→ WHAT THE TASK ASKS
Pull out each row below that contains the string “curved”.

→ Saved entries
====

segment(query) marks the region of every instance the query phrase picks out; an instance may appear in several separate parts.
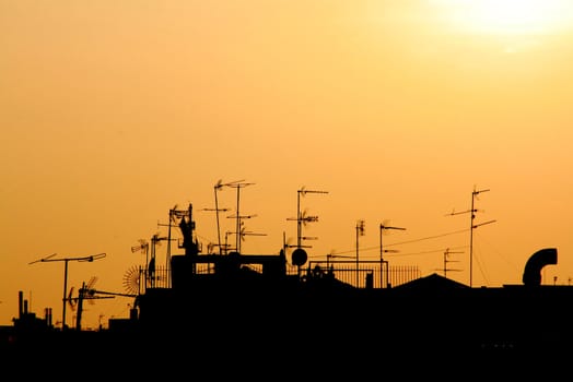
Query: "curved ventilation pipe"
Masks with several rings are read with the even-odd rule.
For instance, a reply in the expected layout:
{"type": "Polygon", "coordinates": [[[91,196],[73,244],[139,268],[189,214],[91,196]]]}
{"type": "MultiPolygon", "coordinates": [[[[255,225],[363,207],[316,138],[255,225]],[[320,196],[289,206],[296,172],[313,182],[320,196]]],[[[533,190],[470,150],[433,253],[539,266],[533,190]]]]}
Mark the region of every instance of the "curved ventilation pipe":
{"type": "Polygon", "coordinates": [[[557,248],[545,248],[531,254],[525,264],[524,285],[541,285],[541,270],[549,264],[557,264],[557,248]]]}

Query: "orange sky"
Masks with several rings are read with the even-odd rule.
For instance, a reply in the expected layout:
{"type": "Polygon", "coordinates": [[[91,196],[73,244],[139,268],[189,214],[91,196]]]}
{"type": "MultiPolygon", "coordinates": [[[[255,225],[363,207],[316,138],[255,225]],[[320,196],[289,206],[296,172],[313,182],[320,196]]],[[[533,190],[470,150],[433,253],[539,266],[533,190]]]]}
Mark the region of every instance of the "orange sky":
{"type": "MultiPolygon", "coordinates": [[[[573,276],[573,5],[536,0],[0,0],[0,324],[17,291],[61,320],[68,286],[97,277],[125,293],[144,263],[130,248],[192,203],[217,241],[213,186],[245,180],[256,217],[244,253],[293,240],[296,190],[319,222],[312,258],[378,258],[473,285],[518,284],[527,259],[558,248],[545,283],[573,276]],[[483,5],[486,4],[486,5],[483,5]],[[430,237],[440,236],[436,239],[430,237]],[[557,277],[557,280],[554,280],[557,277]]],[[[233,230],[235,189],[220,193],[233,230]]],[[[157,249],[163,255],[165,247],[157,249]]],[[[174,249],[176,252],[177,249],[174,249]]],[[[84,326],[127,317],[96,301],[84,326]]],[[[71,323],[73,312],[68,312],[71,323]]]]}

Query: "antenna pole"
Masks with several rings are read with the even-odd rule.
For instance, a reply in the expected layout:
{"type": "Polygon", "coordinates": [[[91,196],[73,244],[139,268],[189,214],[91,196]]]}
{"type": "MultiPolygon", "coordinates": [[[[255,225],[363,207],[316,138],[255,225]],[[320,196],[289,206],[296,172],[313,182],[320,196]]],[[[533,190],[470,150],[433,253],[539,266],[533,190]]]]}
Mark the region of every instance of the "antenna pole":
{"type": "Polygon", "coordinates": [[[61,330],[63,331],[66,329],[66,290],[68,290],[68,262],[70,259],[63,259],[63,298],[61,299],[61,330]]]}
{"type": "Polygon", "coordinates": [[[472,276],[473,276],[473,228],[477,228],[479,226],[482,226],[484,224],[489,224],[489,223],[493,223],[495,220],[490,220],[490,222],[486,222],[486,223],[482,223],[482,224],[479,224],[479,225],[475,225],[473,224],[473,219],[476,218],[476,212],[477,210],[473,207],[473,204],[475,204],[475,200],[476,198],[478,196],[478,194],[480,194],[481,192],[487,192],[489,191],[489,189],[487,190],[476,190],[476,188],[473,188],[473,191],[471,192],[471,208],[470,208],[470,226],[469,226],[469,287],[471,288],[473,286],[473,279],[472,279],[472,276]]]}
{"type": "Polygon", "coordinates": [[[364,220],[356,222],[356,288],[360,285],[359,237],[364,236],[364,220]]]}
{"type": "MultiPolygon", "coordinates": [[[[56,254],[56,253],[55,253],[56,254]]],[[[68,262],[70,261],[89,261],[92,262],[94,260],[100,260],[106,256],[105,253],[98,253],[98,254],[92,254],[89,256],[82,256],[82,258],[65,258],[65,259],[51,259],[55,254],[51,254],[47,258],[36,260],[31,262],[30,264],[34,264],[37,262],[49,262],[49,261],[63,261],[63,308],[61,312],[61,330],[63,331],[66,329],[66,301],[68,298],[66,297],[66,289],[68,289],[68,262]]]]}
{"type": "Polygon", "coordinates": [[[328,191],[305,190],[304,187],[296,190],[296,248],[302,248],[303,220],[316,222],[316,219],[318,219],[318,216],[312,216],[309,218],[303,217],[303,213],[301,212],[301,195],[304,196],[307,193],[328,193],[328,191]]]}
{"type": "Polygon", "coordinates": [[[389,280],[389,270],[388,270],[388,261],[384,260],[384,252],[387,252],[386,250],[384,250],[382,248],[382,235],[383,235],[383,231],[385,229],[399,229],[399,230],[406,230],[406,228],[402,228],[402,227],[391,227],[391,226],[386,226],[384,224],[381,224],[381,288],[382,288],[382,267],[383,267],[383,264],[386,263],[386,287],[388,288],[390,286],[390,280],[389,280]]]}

====

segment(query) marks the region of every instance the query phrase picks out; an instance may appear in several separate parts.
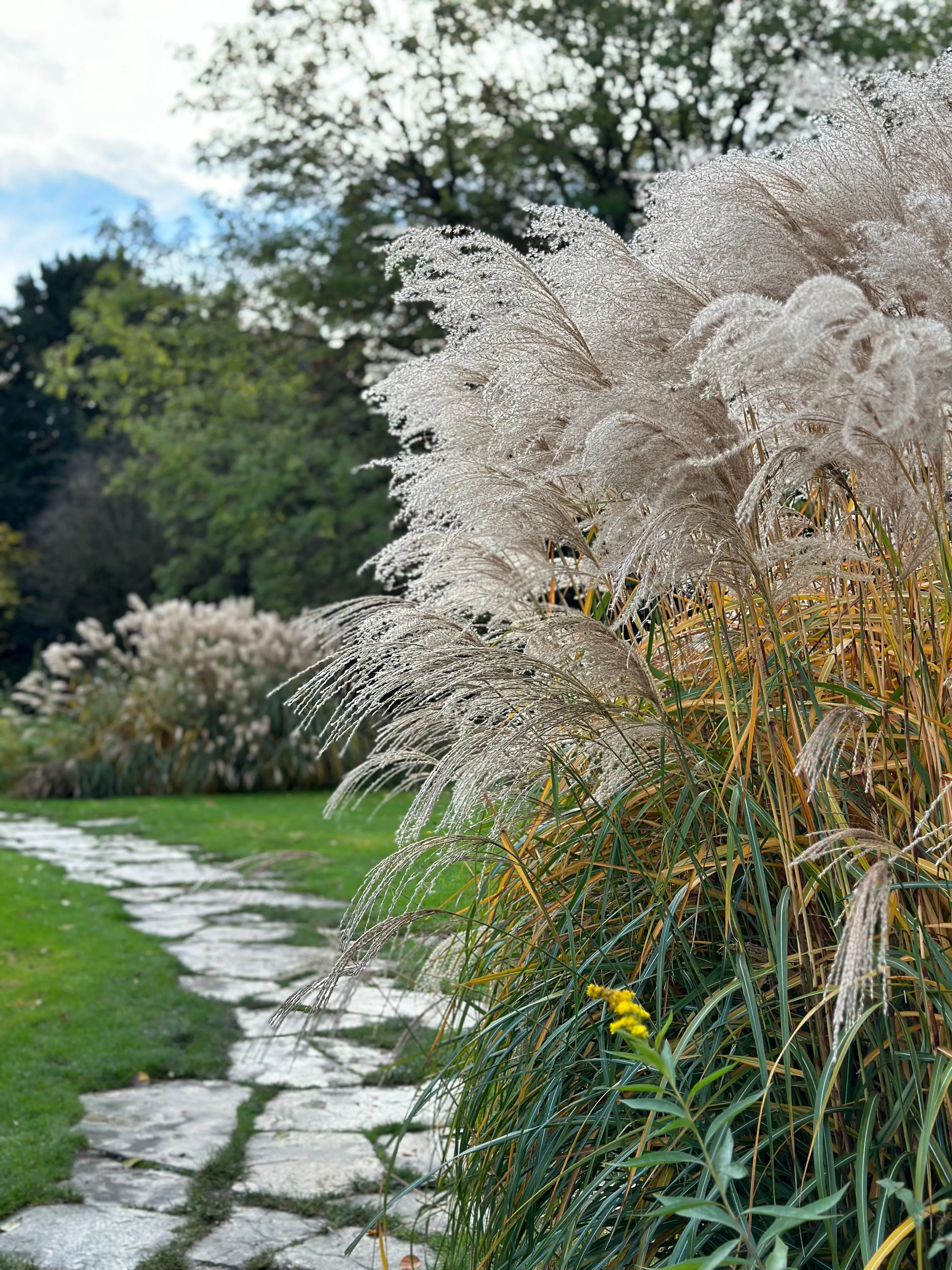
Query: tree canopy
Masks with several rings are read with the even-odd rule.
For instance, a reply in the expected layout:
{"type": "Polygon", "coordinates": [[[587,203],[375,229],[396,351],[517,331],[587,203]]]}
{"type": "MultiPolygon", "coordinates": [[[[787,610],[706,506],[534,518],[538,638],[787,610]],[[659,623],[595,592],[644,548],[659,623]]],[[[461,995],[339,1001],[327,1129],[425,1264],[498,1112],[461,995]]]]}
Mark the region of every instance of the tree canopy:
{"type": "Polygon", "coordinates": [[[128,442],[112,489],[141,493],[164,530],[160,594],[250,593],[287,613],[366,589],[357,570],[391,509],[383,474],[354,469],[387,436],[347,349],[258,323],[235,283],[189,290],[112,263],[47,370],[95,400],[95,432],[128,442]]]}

====

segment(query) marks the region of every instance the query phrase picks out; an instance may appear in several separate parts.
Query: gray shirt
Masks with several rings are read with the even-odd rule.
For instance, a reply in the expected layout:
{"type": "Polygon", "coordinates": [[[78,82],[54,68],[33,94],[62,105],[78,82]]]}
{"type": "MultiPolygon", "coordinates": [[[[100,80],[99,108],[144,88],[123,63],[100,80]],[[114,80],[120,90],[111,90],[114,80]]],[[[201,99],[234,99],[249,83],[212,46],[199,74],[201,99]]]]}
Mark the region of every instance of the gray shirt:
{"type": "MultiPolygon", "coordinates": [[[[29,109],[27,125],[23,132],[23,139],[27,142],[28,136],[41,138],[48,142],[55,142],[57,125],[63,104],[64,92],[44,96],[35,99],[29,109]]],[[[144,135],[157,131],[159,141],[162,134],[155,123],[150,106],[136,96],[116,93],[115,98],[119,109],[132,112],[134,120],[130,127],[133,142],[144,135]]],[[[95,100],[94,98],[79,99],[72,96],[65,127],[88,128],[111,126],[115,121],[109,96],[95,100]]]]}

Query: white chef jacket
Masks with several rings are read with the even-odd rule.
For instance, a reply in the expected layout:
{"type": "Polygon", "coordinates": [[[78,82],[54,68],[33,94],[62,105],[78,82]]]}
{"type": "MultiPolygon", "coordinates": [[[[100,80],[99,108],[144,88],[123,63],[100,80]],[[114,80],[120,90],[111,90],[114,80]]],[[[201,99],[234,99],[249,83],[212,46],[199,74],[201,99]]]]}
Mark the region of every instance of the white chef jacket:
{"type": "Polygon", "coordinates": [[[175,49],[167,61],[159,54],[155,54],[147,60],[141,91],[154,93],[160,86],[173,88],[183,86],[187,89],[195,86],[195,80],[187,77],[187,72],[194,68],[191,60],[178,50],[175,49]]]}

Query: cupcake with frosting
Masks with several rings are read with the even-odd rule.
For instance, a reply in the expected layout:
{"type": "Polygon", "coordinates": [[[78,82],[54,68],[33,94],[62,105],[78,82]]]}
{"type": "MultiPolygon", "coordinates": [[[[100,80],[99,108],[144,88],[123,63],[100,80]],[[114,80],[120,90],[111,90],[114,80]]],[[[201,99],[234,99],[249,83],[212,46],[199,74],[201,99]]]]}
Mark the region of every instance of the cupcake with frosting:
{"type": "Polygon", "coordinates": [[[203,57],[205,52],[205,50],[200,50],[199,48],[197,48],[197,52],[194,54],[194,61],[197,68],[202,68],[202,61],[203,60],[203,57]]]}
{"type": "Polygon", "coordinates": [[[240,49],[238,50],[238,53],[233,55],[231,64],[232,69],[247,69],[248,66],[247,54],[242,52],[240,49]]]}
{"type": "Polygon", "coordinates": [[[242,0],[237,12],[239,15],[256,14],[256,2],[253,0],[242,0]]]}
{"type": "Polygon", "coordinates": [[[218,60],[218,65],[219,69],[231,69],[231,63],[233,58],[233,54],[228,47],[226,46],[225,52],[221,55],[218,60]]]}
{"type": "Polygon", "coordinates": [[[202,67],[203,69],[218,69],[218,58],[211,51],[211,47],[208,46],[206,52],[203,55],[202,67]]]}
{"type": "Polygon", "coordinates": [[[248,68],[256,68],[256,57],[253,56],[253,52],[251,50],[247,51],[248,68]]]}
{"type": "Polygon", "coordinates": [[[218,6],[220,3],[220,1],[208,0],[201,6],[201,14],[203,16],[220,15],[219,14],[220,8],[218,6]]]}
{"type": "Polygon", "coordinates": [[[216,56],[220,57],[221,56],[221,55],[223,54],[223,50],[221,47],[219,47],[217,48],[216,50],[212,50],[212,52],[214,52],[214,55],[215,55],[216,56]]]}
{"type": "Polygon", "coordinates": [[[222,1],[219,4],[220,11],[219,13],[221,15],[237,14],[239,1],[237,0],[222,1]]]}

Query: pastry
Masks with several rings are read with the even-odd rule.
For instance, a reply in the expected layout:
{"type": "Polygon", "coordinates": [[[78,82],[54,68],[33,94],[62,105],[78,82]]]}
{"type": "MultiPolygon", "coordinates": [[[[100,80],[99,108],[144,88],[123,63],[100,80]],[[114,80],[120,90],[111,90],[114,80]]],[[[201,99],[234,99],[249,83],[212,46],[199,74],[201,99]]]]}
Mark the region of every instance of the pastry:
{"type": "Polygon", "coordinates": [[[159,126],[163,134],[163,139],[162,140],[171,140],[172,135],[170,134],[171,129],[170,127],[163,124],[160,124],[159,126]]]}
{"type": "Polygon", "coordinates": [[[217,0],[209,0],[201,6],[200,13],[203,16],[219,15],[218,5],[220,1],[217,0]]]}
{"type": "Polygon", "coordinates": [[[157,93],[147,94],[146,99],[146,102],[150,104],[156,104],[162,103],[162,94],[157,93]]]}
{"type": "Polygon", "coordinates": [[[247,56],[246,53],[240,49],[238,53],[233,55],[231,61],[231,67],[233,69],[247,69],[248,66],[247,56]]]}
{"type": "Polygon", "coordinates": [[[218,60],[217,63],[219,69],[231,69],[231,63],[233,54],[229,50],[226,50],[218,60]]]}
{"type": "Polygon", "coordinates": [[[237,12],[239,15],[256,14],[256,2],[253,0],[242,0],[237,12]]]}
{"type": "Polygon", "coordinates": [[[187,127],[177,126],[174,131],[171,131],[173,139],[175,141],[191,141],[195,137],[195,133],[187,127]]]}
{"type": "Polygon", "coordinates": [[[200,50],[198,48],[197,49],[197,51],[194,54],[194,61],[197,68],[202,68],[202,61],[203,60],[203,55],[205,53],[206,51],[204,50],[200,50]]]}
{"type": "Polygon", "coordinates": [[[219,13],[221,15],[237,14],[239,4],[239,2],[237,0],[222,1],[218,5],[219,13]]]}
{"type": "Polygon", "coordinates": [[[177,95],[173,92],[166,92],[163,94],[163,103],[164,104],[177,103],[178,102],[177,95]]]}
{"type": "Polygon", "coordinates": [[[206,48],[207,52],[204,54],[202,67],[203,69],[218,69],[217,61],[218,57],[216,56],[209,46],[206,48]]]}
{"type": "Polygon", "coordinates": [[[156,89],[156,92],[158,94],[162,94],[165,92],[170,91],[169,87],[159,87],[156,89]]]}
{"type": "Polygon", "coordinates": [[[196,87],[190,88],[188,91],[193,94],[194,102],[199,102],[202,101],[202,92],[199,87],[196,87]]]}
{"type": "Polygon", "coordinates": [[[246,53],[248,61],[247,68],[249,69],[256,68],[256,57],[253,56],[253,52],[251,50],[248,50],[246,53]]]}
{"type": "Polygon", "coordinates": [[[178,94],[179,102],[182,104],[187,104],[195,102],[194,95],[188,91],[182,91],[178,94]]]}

====

→ SOLUTION TO THE PROBLEM
Query: "curved ventilation pipe"
Mark the region of every instance of the "curved ventilation pipe":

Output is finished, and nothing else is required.